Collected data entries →
* * * * *

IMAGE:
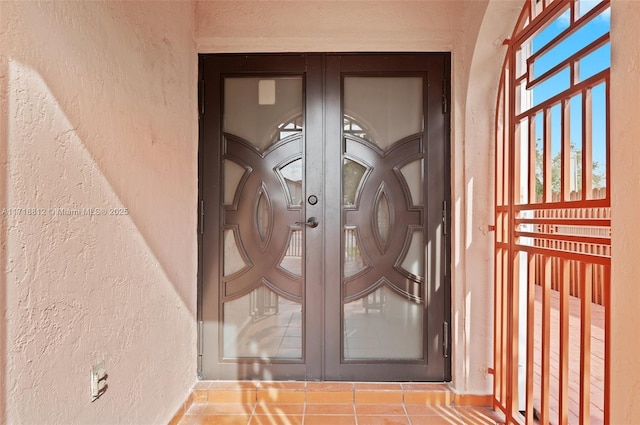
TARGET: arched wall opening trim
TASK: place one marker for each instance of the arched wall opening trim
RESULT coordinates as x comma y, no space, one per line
553,216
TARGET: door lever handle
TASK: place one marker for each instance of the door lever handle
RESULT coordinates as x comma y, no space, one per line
311,222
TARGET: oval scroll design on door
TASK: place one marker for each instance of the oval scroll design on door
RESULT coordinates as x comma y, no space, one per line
262,214
384,217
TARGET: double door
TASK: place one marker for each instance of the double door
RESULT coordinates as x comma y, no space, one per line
324,183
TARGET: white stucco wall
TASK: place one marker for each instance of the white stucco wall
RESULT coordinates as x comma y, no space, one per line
379,26
98,111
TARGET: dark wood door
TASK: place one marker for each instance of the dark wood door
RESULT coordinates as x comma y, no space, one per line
324,180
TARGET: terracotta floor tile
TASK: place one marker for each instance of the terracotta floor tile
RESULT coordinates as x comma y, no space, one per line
378,397
276,420
231,385
426,386
428,397
279,409
435,420
329,409
380,409
284,385
217,420
197,409
384,386
279,395
330,386
231,396
228,409
329,397
480,415
334,420
426,410
383,420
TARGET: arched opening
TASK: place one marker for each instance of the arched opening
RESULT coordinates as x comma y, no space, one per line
553,216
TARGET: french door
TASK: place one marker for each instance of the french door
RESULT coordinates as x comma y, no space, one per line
324,187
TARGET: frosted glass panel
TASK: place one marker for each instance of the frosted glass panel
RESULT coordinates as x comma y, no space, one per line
383,109
384,218
262,325
353,261
232,175
383,325
263,214
261,124
233,260
412,173
352,178
414,259
292,261
292,176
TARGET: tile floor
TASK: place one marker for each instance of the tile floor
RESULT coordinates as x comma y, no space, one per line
332,403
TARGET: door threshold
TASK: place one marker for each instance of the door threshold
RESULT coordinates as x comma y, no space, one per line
420,393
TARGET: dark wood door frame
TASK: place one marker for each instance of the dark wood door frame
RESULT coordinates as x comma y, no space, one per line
323,74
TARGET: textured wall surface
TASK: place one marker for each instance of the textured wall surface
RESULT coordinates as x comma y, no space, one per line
473,31
625,232
98,116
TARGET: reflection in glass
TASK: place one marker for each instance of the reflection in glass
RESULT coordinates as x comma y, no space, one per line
233,260
599,141
260,125
263,325
292,176
384,218
351,181
292,261
233,173
413,175
383,325
575,154
263,214
414,259
353,260
390,108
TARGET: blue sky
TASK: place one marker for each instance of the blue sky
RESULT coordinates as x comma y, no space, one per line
590,65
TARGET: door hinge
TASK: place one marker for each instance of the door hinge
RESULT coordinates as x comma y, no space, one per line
445,219
200,347
201,217
201,97
445,339
445,100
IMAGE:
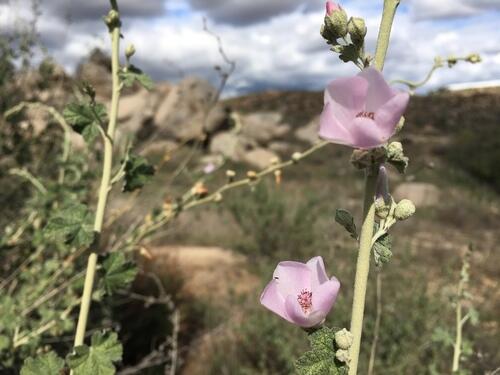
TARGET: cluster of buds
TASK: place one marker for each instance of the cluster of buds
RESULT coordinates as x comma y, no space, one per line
345,35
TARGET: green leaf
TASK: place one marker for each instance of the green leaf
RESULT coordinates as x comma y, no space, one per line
382,249
321,359
72,225
442,336
118,272
46,364
85,119
133,74
349,53
138,171
344,218
98,359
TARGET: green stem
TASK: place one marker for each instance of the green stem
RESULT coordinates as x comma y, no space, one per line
384,32
105,183
365,242
362,269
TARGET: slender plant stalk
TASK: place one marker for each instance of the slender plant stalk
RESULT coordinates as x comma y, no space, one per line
105,182
458,338
373,352
365,242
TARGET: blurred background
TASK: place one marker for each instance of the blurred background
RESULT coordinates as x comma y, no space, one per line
234,92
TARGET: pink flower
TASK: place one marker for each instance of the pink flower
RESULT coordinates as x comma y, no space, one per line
301,293
361,111
331,7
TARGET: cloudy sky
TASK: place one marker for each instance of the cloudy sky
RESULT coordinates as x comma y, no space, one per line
275,43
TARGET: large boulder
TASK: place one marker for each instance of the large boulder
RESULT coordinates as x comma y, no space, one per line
259,158
309,133
263,127
187,112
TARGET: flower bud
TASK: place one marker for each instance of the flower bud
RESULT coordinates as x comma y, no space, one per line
331,7
296,156
344,339
394,150
404,209
342,355
357,30
129,51
474,58
335,25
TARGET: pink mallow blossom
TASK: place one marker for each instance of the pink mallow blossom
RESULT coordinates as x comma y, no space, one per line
331,7
301,293
361,111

* * * * *

Your copy should hold only the lines above from the one containing "TASK: place one marker for each instance of the textured" through the one containing "TASK: place one marker for each instance of the slender", exactly as written and free of pictures.

Task response →
TASK: place one marker for each instance of the textured wall surface
RESULT coordinates as x comma y, no space, one per line
473,31
625,232
98,116
TARGET: reflection in glass
TASK: place one marker for each instance of the reflection in glass
RESULT coordinates as x comma y, no space, one per line
233,260
599,141
260,125
263,325
292,176
384,218
351,181
292,261
233,173
413,175
383,325
575,154
263,214
414,259
353,260
390,108
TARGET: blue sky
TASK: place one marker for each instance of the blue sky
RESULT coordinates as x comma y, no space, one per line
590,65
TARGET: door hinge
TASK: place one marker for each instance of the door hinge
RESULT coordinates as x comma y, no space, one per line
445,219
200,347
201,217
201,97
445,339
445,100
IMAGE:
TARGET: cluster of buds
TASK: place one marker for each instance of the cluster of buds
RESULT coordinates as x comma y, no space, one per line
345,35
TARGET: green leaf
TASK: place one marker for each instance of the green leaf
RESULT coordinates as x comma y, no space, one per line
382,249
321,359
72,225
442,336
118,272
46,364
85,119
133,74
349,53
138,171
344,218
98,359
TARGET: green stem
TASK: place one marker for each instance of the green stem
RESULT coordinates as x comma y, no space, one per line
384,32
105,183
365,242
362,269
TARGET: slender plant stalk
TASK: place one marker for each instance of the slender plant stalk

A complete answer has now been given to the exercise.